REQUIRED WORK
Find "the monk with" in the data, then restate the line it sits in and every later line word for word, ending with the last line.

RECORD EXTRACTS
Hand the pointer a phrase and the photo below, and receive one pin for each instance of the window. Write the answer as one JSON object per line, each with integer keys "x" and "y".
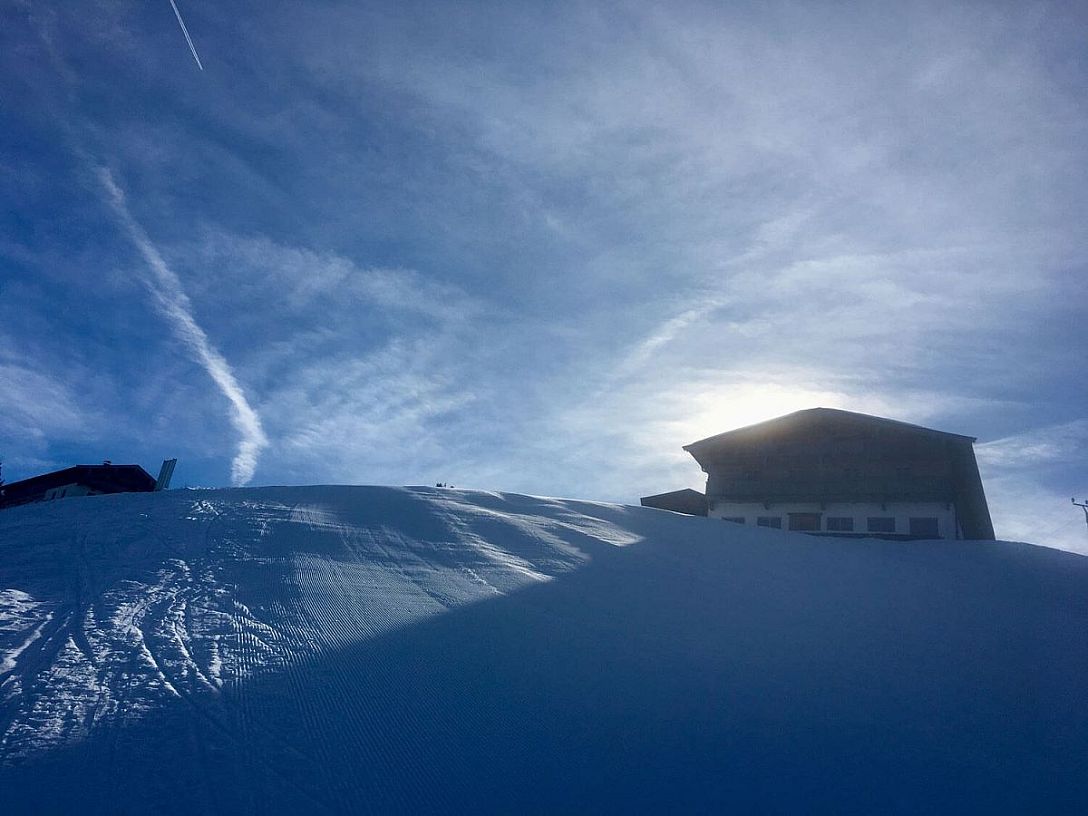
{"x": 926, "y": 528}
{"x": 804, "y": 521}
{"x": 881, "y": 523}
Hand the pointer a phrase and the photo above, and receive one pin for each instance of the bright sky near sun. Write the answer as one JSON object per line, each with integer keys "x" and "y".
{"x": 538, "y": 247}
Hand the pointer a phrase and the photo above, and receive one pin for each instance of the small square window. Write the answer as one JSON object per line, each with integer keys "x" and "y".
{"x": 881, "y": 523}
{"x": 804, "y": 521}
{"x": 925, "y": 528}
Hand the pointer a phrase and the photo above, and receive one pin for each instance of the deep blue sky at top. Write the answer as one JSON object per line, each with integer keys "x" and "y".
{"x": 540, "y": 246}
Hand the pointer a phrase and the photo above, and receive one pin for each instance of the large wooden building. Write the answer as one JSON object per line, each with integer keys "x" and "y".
{"x": 837, "y": 472}
{"x": 85, "y": 480}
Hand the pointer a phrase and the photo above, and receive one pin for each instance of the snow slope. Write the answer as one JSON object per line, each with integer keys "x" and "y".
{"x": 376, "y": 650}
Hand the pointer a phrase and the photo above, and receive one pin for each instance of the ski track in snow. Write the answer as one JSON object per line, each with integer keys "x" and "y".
{"x": 208, "y": 593}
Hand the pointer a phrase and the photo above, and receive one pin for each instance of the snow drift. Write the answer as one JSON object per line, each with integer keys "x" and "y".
{"x": 369, "y": 650}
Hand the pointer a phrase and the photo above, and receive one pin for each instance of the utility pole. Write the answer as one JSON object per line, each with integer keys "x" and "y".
{"x": 1083, "y": 506}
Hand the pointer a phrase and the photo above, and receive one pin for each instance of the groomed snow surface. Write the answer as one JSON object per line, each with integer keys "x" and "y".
{"x": 375, "y": 650}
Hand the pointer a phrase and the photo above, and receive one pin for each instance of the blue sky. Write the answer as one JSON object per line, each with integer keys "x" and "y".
{"x": 538, "y": 247}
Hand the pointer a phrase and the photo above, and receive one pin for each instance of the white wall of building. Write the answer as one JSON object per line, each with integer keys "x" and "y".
{"x": 902, "y": 511}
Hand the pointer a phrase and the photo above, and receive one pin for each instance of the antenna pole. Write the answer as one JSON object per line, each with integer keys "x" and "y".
{"x": 1083, "y": 506}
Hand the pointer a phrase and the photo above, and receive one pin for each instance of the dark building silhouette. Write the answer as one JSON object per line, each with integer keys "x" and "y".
{"x": 687, "y": 501}
{"x": 830, "y": 471}
{"x": 837, "y": 472}
{"x": 82, "y": 480}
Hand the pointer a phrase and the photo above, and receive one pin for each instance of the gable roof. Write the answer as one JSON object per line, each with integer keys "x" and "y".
{"x": 814, "y": 417}
{"x": 97, "y": 478}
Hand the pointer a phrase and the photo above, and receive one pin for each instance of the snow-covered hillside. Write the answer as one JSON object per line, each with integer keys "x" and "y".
{"x": 373, "y": 650}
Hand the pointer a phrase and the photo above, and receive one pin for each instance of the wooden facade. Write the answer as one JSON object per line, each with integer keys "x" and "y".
{"x": 81, "y": 480}
{"x": 838, "y": 462}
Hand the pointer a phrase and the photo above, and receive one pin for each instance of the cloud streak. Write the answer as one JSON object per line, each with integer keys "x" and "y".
{"x": 169, "y": 296}
{"x": 186, "y": 33}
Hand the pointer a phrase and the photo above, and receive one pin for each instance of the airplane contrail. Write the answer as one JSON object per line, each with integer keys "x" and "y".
{"x": 186, "y": 33}
{"x": 165, "y": 288}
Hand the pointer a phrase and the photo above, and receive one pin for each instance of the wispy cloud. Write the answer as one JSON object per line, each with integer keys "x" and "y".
{"x": 172, "y": 301}
{"x": 185, "y": 31}
{"x": 1029, "y": 479}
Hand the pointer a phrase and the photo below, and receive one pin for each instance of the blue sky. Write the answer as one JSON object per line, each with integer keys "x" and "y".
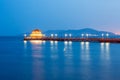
{"x": 21, "y": 16}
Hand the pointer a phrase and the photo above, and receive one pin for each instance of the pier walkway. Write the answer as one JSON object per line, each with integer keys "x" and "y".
{"x": 111, "y": 40}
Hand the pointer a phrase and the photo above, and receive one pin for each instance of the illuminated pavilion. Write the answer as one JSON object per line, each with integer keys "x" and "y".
{"x": 36, "y": 34}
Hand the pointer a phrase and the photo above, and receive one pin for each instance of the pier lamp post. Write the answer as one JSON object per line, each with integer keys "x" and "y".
{"x": 82, "y": 35}
{"x": 107, "y": 35}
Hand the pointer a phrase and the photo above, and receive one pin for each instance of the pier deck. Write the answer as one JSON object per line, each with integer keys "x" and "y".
{"x": 111, "y": 40}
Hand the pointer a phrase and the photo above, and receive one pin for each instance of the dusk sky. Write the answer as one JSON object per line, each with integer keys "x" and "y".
{"x": 21, "y": 16}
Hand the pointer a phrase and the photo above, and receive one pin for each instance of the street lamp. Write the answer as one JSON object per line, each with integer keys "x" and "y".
{"x": 52, "y": 35}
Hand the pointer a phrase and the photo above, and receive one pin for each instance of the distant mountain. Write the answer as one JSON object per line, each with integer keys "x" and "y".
{"x": 76, "y": 33}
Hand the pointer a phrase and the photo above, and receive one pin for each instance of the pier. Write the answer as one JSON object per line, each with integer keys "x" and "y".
{"x": 110, "y": 40}
{"x": 37, "y": 35}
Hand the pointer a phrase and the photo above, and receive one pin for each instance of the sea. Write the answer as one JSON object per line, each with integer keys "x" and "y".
{"x": 53, "y": 60}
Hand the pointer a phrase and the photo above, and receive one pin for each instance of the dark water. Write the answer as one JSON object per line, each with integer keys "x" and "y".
{"x": 36, "y": 60}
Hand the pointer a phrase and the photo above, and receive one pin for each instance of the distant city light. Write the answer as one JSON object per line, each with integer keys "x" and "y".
{"x": 66, "y": 35}
{"x": 102, "y": 34}
{"x": 56, "y": 35}
{"x": 87, "y": 35}
{"x": 43, "y": 34}
{"x": 70, "y": 35}
{"x": 107, "y": 34}
{"x": 82, "y": 35}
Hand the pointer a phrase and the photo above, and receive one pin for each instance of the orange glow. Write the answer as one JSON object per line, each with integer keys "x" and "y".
{"x": 36, "y": 42}
{"x": 36, "y": 34}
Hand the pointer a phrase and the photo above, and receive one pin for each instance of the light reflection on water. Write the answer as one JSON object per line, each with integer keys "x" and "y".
{"x": 105, "y": 51}
{"x": 85, "y": 51}
{"x": 52, "y": 51}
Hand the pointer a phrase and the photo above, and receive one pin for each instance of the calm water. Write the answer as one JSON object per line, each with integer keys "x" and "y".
{"x": 36, "y": 60}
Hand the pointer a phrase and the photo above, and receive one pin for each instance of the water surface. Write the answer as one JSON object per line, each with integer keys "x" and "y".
{"x": 52, "y": 60}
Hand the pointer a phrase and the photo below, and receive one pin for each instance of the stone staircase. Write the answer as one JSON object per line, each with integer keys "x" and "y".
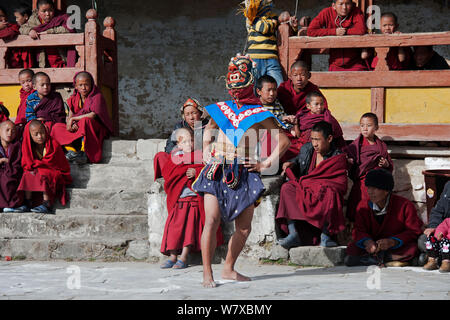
{"x": 106, "y": 218}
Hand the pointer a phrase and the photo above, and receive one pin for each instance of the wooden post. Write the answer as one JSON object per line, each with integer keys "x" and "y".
{"x": 110, "y": 33}
{"x": 91, "y": 36}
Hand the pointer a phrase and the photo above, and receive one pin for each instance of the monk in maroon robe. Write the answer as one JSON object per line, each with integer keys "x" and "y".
{"x": 310, "y": 209}
{"x": 386, "y": 228}
{"x": 292, "y": 93}
{"x": 342, "y": 18}
{"x": 88, "y": 122}
{"x": 365, "y": 153}
{"x": 10, "y": 167}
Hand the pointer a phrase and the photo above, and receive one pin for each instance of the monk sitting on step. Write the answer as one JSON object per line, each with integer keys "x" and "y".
{"x": 88, "y": 122}
{"x": 386, "y": 227}
{"x": 46, "y": 169}
{"x": 10, "y": 168}
{"x": 184, "y": 224}
{"x": 310, "y": 209}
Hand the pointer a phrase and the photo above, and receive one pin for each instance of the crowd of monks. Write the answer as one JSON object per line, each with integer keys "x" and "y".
{"x": 37, "y": 147}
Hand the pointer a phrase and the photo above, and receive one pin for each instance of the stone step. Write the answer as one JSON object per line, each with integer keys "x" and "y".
{"x": 136, "y": 175}
{"x": 74, "y": 249}
{"x": 94, "y": 200}
{"x": 75, "y": 226}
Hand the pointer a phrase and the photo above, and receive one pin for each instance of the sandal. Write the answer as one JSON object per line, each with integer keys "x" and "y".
{"x": 180, "y": 265}
{"x": 168, "y": 264}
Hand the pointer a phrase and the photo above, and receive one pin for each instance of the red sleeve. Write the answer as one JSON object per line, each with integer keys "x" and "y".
{"x": 318, "y": 24}
{"x": 359, "y": 26}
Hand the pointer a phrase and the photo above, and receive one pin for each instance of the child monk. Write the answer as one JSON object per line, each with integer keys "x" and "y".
{"x": 26, "y": 83}
{"x": 367, "y": 152}
{"x": 398, "y": 58}
{"x": 184, "y": 225}
{"x": 43, "y": 103}
{"x": 88, "y": 122}
{"x": 10, "y": 168}
{"x": 47, "y": 20}
{"x": 46, "y": 169}
{"x": 342, "y": 18}
{"x": 315, "y": 103}
{"x": 292, "y": 93}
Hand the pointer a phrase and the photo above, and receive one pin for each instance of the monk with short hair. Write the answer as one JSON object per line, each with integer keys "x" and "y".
{"x": 311, "y": 202}
{"x": 292, "y": 93}
{"x": 341, "y": 19}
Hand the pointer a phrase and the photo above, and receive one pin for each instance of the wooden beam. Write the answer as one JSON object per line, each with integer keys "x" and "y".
{"x": 57, "y": 75}
{"x": 387, "y": 79}
{"x": 403, "y": 132}
{"x": 371, "y": 41}
{"x": 67, "y": 39}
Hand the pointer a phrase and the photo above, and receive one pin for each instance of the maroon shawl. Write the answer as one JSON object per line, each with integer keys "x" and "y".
{"x": 10, "y": 175}
{"x": 320, "y": 194}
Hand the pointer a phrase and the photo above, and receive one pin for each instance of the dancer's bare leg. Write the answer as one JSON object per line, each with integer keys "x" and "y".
{"x": 243, "y": 226}
{"x": 209, "y": 241}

ANSWER TO THE TASK
Hand the pointer a phrase and the photo above, and receive one pin for each instance of the monk with short hair. Write the answer as one JSON object per line, each with integer keys "x" and "y".
{"x": 311, "y": 202}
{"x": 292, "y": 93}
{"x": 341, "y": 19}
Hand the pointer a phrase and the photo above, and receive one pin for each instance of the wooden beam. Write the answer as one JSON object per line, each with integer keys "x" and "y".
{"x": 57, "y": 75}
{"x": 387, "y": 79}
{"x": 403, "y": 132}
{"x": 371, "y": 41}
{"x": 67, "y": 39}
Hand the pointer a phrase and the photo above, and receive one pin for each instance of the maroon shawl. Write the answer as one JSON object per line, each with integer keys "x" and "y".
{"x": 10, "y": 175}
{"x": 320, "y": 194}
Hand the pointer a phrase and the photo above, and receive one pin for each instance of the dancer's bare leg. Write the answer as one JSON object per line, each with integer keys "x" and "y".
{"x": 243, "y": 226}
{"x": 209, "y": 241}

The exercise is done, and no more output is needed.